From the data underneath, reproduce exactly the stretch that begins at the line with "Objective — one dot per instance of the man's eyebrow." and ends after the line with "Objective — one dot per instance of the man's ear.".

++++ Dataset ++++

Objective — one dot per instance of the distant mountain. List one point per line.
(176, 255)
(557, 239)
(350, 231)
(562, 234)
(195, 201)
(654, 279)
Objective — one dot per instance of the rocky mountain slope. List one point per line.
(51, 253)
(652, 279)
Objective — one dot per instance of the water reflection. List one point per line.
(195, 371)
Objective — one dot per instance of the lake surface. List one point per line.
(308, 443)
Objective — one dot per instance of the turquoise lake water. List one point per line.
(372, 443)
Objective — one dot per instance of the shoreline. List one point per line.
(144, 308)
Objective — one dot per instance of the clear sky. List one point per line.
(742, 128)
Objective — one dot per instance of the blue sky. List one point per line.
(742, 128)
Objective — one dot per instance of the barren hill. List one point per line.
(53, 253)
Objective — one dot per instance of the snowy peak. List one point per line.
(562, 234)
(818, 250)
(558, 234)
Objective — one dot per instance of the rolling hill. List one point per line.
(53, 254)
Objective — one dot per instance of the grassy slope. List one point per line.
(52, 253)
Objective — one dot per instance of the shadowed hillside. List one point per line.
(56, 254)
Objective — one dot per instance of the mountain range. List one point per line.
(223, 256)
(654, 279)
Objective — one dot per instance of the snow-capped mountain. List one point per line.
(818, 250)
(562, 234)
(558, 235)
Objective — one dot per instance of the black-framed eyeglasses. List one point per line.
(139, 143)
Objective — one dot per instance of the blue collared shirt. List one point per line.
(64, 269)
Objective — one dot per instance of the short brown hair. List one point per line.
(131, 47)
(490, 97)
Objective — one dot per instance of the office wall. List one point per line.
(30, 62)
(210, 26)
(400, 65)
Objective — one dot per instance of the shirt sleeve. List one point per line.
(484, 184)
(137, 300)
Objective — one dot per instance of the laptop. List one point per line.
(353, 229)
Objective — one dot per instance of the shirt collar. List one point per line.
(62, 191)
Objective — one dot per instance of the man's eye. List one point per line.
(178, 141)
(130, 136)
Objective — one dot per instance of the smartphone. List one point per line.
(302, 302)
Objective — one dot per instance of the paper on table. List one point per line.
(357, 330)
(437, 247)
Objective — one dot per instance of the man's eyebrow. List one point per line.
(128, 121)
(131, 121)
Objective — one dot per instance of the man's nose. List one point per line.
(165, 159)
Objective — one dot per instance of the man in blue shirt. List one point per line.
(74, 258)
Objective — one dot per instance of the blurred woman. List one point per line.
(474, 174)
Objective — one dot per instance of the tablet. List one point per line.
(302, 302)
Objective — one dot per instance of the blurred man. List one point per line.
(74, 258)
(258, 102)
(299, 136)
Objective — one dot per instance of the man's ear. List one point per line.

++++
++++ Dataset ++++

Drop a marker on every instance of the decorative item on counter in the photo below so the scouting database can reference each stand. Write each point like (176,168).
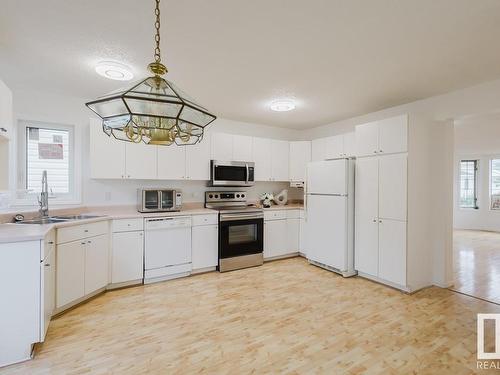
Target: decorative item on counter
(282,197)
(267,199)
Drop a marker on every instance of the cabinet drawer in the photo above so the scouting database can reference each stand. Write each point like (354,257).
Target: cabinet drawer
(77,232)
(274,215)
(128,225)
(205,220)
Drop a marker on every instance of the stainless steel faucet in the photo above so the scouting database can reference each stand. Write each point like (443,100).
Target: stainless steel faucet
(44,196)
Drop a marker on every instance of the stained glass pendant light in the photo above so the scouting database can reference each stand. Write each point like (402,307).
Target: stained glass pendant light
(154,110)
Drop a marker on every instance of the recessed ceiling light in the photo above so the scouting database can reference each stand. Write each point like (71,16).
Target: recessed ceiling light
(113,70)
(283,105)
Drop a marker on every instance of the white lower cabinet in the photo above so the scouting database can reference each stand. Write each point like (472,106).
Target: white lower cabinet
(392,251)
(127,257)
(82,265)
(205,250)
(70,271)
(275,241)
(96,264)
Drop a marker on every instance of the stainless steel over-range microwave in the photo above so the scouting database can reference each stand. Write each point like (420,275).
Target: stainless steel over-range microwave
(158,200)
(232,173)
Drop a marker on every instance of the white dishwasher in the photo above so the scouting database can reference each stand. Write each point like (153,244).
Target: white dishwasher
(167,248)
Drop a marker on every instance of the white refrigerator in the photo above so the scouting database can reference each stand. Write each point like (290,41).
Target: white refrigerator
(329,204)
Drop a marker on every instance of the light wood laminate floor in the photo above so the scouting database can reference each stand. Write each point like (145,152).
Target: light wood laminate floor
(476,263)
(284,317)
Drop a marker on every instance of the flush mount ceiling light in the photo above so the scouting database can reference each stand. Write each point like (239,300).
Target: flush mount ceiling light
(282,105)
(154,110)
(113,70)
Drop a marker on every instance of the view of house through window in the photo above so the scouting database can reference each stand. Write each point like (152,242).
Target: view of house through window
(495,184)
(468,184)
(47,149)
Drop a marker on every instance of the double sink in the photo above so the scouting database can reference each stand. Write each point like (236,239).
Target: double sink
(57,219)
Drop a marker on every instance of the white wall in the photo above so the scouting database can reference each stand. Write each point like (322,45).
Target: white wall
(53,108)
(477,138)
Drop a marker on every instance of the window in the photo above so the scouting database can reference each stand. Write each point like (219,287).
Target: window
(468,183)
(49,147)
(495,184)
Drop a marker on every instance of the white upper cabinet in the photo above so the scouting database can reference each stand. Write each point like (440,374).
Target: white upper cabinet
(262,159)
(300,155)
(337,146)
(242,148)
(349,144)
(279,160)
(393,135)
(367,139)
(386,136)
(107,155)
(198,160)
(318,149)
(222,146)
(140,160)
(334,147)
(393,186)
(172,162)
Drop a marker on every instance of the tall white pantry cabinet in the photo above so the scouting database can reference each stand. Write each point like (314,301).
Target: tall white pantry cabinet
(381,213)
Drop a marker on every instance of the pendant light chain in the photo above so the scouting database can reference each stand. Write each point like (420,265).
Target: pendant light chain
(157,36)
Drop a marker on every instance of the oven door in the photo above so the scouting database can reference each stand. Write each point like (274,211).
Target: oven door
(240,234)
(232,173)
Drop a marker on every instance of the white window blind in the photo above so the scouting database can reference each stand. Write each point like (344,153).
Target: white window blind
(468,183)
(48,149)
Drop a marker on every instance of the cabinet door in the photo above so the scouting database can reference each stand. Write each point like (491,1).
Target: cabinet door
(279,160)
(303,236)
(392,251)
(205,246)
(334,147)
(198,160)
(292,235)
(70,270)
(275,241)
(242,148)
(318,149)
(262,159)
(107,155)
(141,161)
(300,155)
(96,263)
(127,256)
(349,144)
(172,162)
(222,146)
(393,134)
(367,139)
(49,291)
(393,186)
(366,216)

++++

- **Written answer**
Objective — one dot per instance of the man's eyebrow. List one point per line.
(128, 121)
(131, 121)
Objective — one dot per instance of the man's nose. List one point per line.
(165, 159)
Objective — one dot per instance of the man in blue shirt. List one point per line.
(74, 258)
Objective — one dot per instance of the blurred woman. List one point per line.
(474, 174)
Objective — one dot per instance of the tablet. List one point per line.
(302, 302)
Objective — one dot per instance of the blurred man. List one point per line.
(74, 258)
(258, 102)
(299, 136)
Objective — one dot per instance of the man's ear. List one point per line.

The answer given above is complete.